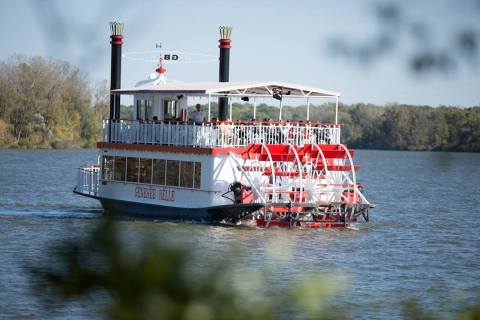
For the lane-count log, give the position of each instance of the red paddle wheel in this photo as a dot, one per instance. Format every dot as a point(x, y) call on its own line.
point(310, 186)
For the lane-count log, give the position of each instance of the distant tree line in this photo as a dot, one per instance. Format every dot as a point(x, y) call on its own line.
point(46, 103)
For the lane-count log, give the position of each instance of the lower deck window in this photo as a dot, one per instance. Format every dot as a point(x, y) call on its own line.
point(120, 166)
point(132, 169)
point(186, 176)
point(175, 173)
point(159, 168)
point(197, 175)
point(145, 170)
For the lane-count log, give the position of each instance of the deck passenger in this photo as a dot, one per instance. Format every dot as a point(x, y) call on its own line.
point(198, 116)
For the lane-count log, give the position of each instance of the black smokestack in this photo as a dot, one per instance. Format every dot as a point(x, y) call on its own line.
point(116, 29)
point(224, 68)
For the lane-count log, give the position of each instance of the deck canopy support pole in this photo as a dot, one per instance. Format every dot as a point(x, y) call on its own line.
point(308, 109)
point(209, 106)
point(225, 43)
point(336, 109)
point(280, 113)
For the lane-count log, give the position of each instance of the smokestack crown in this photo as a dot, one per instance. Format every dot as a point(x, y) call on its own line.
point(116, 28)
point(225, 32)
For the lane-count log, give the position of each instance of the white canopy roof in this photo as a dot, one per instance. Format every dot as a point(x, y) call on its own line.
point(264, 89)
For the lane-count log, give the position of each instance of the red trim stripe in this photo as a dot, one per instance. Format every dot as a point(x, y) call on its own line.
point(171, 149)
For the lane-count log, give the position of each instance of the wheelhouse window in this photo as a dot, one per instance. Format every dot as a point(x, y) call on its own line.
point(132, 169)
point(120, 163)
point(173, 172)
point(159, 166)
point(145, 170)
point(186, 176)
point(197, 175)
point(170, 109)
point(144, 108)
point(107, 167)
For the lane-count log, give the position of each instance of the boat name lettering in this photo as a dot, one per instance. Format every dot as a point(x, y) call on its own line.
point(166, 194)
point(145, 192)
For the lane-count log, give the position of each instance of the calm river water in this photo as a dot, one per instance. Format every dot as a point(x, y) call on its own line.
point(423, 240)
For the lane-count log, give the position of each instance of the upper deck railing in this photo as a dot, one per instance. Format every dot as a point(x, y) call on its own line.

Your objective ▸
Nothing but the pictures should be left out when the records are retyped exactly.

Exercise solution ▸
For the lane-count log, give the position of each instance of the red paddle wheel in this photo as a dot, one per instance. Format every dot as a point(x, y) call on its own line.
point(310, 186)
For the lane-count log, give the position of each instance of the distant tree line in this photo as a dot, one per instance. Format every dot as a point(x, y) call on its own line.
point(46, 103)
For the lane-count log, give the position of each instance of the lower deck window in this photo as a dot, one per instance. Format every dot as a point(x, y) call on its own line.
point(120, 166)
point(132, 169)
point(186, 176)
point(175, 173)
point(159, 168)
point(197, 175)
point(145, 170)
For the lane-count log, give the position of each instance of the deck passenger in this photo as a dot, one per instance. Format every dot as a point(x, y) call on its own line.
point(198, 116)
For the lane-count log, give the position of each instance of the black smokestack in this photo as a dot, one per instance. Format every dot as a point(x, y) call on its own line.
point(116, 29)
point(224, 68)
For the lane-count log, give the position of each instance of the deck canopy support pole in this photo as a dot, one per instance. Format every dot as a point(x, y) call on its own line.
point(308, 109)
point(209, 106)
point(225, 43)
point(336, 109)
point(280, 113)
For the lane-count log, give the position of each instance of the smokestack crown in this photo as a dot, one per instance. Format every dot as a point(x, y) call on its own line.
point(116, 28)
point(225, 32)
For the lane-count log, give the position of each instance of the white canopy roof in this photo as a dot, one per instance. Format every dot as a point(x, y) call on its own line.
point(264, 89)
For the lane-count log, give the position of each instance of the red trim stripe in this photo as a dot, one per instance. Format every dot as a point(x, y) call on its own line.
point(171, 149)
For the lane-count log, give the position of each instance of the wheelhouse window in this photo as a dot, one per instance. Format every dot as a point(x, y) call on its own line.
point(132, 169)
point(120, 163)
point(173, 172)
point(159, 166)
point(145, 170)
point(186, 176)
point(197, 175)
point(170, 109)
point(144, 108)
point(107, 167)
For the lane-count log, give the position of each instance of the boat name lettering in this photo as a dot, one per instance. Format every dot as a point(x, y) call on its own line.
point(166, 194)
point(145, 192)
For the lane-count log, give the position of each instance of the calm river water in this photo as a dot, one per instance. Format every dot as a point(x, y) call on its own line.
point(423, 240)
For the lane-count log, give the position of each instance of the upper deck railing in this photo as a dot, one per instance. Format every dot as a point(x, y) call on its own line.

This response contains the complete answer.